• _Aim of the exercise_
Give the data again exactly as written, skipping any pictures.
──────── Data shown ────────
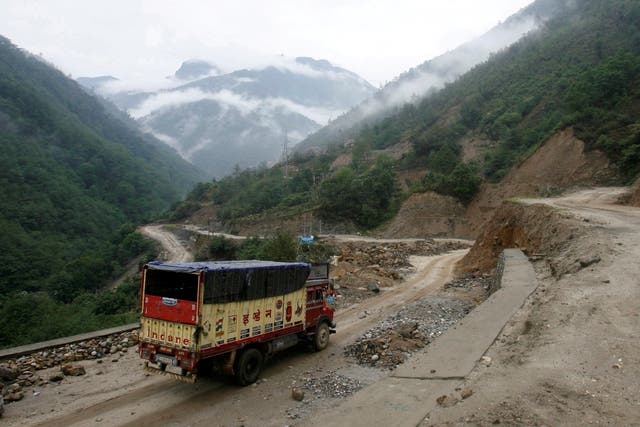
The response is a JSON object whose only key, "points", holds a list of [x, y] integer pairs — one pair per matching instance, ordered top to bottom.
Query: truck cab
{"points": [[230, 315]]}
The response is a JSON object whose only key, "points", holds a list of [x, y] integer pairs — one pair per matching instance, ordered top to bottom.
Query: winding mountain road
{"points": [[119, 392]]}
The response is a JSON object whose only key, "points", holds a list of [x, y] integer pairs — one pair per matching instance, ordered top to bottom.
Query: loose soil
{"points": [[571, 355], [116, 391]]}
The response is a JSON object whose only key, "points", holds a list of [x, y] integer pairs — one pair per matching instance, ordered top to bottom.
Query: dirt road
{"points": [[172, 249], [572, 355], [118, 392]]}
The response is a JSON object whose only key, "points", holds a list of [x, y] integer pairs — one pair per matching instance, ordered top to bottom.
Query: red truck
{"points": [[230, 316]]}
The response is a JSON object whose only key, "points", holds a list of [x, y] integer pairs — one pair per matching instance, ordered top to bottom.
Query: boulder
{"points": [[71, 370]]}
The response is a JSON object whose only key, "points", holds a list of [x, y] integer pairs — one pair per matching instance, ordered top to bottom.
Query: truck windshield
{"points": [[171, 284]]}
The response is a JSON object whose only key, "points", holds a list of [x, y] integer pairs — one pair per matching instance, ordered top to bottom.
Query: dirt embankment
{"points": [[559, 164], [634, 194], [429, 215], [539, 230], [570, 355]]}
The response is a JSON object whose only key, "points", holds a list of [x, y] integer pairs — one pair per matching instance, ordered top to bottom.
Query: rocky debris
{"points": [[363, 264], [373, 287], [392, 341], [96, 348], [71, 370], [21, 371], [8, 373], [57, 377], [332, 385], [12, 393], [466, 393], [297, 394], [447, 400]]}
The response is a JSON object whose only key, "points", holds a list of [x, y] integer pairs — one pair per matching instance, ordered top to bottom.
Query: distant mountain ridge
{"points": [[430, 76], [218, 121], [72, 175]]}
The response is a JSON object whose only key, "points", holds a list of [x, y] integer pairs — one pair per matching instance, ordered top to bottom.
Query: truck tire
{"points": [[321, 339], [249, 366]]}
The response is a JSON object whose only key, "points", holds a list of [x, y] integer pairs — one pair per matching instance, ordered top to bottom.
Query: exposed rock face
{"points": [[559, 164], [427, 215]]}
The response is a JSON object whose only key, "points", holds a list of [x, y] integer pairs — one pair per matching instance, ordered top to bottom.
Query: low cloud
{"points": [[446, 68], [228, 99]]}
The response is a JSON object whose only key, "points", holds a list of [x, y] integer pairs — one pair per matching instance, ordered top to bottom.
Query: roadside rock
{"points": [[373, 287], [392, 341], [72, 370], [8, 372], [56, 378], [332, 385], [13, 393], [297, 394], [446, 401]]}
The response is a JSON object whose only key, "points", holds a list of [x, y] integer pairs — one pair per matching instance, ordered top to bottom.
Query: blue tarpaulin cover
{"points": [[195, 267]]}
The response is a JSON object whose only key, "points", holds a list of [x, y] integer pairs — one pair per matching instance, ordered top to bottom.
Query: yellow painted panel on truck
{"points": [[236, 321], [170, 334]]}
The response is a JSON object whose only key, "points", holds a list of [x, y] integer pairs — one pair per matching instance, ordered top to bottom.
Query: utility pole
{"points": [[285, 154]]}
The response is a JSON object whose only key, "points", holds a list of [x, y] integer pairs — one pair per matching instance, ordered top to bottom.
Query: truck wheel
{"points": [[321, 339], [249, 366]]}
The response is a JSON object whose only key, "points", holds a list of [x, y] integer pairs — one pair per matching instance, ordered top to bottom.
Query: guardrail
{"points": [[32, 348]]}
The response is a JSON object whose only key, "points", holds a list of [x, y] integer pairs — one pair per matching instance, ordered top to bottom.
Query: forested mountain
{"points": [[580, 69], [430, 76], [217, 121], [74, 180]]}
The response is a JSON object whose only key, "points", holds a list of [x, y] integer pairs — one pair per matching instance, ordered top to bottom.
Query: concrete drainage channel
{"points": [[410, 393]]}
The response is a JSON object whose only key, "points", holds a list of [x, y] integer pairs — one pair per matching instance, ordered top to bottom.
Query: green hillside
{"points": [[580, 69], [74, 180]]}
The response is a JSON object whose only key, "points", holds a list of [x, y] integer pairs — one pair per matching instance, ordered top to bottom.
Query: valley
{"points": [[480, 213], [565, 356]]}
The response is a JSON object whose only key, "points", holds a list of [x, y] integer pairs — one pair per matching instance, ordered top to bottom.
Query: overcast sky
{"points": [[139, 40]]}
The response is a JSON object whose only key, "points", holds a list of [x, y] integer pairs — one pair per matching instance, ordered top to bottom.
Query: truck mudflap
{"points": [[189, 377]]}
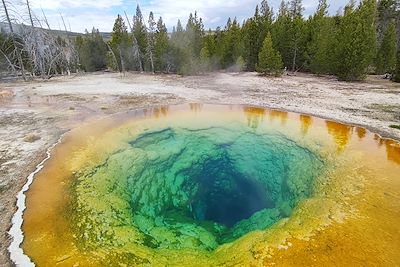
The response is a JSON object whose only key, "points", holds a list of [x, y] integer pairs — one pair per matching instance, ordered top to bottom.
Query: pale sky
{"points": [[84, 14]]}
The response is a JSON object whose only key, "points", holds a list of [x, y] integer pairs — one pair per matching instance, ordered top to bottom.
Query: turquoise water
{"points": [[200, 188]]}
────────
• _Response to the exercise_
The response is a JSON object whose only key, "points", holds a list of [x, y] integer pairs — one pair per matching instance, ordered top to bottom.
Query: truck cab
{"points": [[230, 315]]}
The response is a JSON object whose only key, "points", holds a list of [x, y] integer pairs — one pair per matching instance, ordered top to bottom.
Query: winding mountain road
{"points": [[119, 392]]}
The response is a JSON object whose only key, "points", holds a list of [x, y] integer pairs — one pair per matching instance, ordered top to bottom.
Query: loose soil
{"points": [[571, 355], [116, 391]]}
The response is a JSON object whose only key, "points", holds a list of [x, y] integer pairs — one pair per matching instance, ordered top to bottom.
Query: dirt road
{"points": [[172, 249], [572, 355], [118, 392]]}
The response is a JSON object whose only key, "points", holds a list of [x, y] integer pairs — one pair per matching instance, ordered top to bottom.
Query: red truck
{"points": [[230, 316]]}
The response is a JSON object whose only key, "points", holds a list of [x, y] integer pairs — one pair per matching instance, ordered top to bottom.
Query: boulder
{"points": [[71, 370]]}
The response is a JSON object whose only key, "points", holds a list of [x, y] integer pairs — one pair per matching instance, ordered top to bottom.
Query: truck windshield
{"points": [[171, 284]]}
The response is a JSON object whose only key, "points", holds a list of [x, y] integer pairs — one pair per matching instance, ordered top to bottom.
Query: dirt embankment
{"points": [[559, 164], [634, 194], [429, 215], [539, 230], [570, 355]]}
The response is a JSON object whose only key, "points", holds a list of [x, y] integer pairs — one pair per matching instance, ordered top to bottom.
Query: rocky debris
{"points": [[363, 264], [373, 287], [392, 341], [96, 348], [71, 370], [21, 371], [8, 373], [57, 377], [332, 385], [12, 393], [466, 393], [297, 394], [447, 400]]}
The response is a JSON object whose only key, "points", holds a list of [x, y] integer pairs — one pair per matching instance, ordered top to bottom.
Query: distant mountain ridge
{"points": [[430, 76], [218, 121], [72, 175]]}
The response is a JSON object whose only key, "points", holds a list of [x, y] integer pairs — one pair per matching instance, ordered top to bottom.
Query: truck tire
{"points": [[321, 339], [249, 366]]}
The response is a JSON object whose only key, "points", holds a list of [x, y] integer pairs — one pair per matching instance, ordered top to bottom.
Query: exposed rock face
{"points": [[559, 164], [427, 215]]}
The response is a JSON object whose only key, "points", holds a list of [x, y] integer pairs — one pair per matching instance, ordered top to bottom.
Query: low cloud
{"points": [[446, 68], [228, 99]]}
The response is a JSON object whose only key, "points", holds a list of [x, y] integer pairs — one pair per matching instance, ordered top to bottom.
Query: roadside rock
{"points": [[373, 287], [392, 341], [72, 370], [8, 372], [56, 378], [332, 385], [13, 393], [297, 394], [446, 401]]}
The response is a JSON object whose only key, "points", holds a list of [x, y] integer pairs — one pair per matching instance, ordered top to bottom.
Query: blue tarpaulin cover
{"points": [[195, 267]]}
The response is a JSON object whose only key, "points", holds a list of [x, y] integer pairs — one pair per matching instance, ordered top to bottom.
Query: yellow painted panel on truck
{"points": [[236, 321], [170, 334]]}
The response is a JSON object whose only key, "points", holds a list of [x, y] integer pairs — one pair per matching instance, ordered top to bottom.
Query: utility pole
{"points": [[285, 154]]}
The response is a JSON object whose only key, "points", holds a list of [x, y] integer pairs — one pair per matching instance, ordered top to bottom.
Query: truck wheel
{"points": [[321, 339], [249, 366]]}
The response is a JSON object whose only key, "points", holds a list of [x, y] integer pairs — one pair per matching instance, ordered top to bottom.
Query: guardrail
{"points": [[32, 348]]}
The response is a JSON object whose only key, "points", holds a list of [x, y] integer pairs — one pair per matching instance, ordered top to bottom.
Query: forested mountain
{"points": [[580, 69], [430, 76], [217, 121], [74, 180]]}
The response is a JSON object whose only key, "points", holds a list of [x, y] integer pairs — one pair per matching instance, ordered top to bottom.
Query: concrete drainage channel
{"points": [[410, 393]]}
The response is a JSON object whose only key, "points", holds a list of [x, y] integer pairs — one pair per matching instance, ordered top to bottom.
Query: green hillside
{"points": [[580, 69], [74, 180]]}
The response is a JSON object whose only key, "points", holds a list of [x, y] integer pairs — one pair per matching instance, ordered top to bottom.
Query: valley
{"points": [[480, 213], [565, 356]]}
The response is a JSON object whose only key, "points", holds a list of [x, y] integer pairs — one pair per matching instance, ordered top to bottom.
Query: overcast sky
{"points": [[139, 40]]}
The response is a JSON object whose only key, "points", holds a list of [x, y] integer pairs — one pair per matching instance, ordered top to bottom.
Query: truck mudflap
{"points": [[189, 377]]}
The response is a JSON object whose only key, "points", holds a list of [x, y] integer pairs — one pair per matching instance, ordered top to bottom.
Query: pale sky
{"points": [[84, 14]]}
The response is a JSON object whose only key, "points", holds a list of [x, y] integer pairs — one pair per matching instance, ordered top to bottom.
Query: turquoise water
{"points": [[200, 188]]}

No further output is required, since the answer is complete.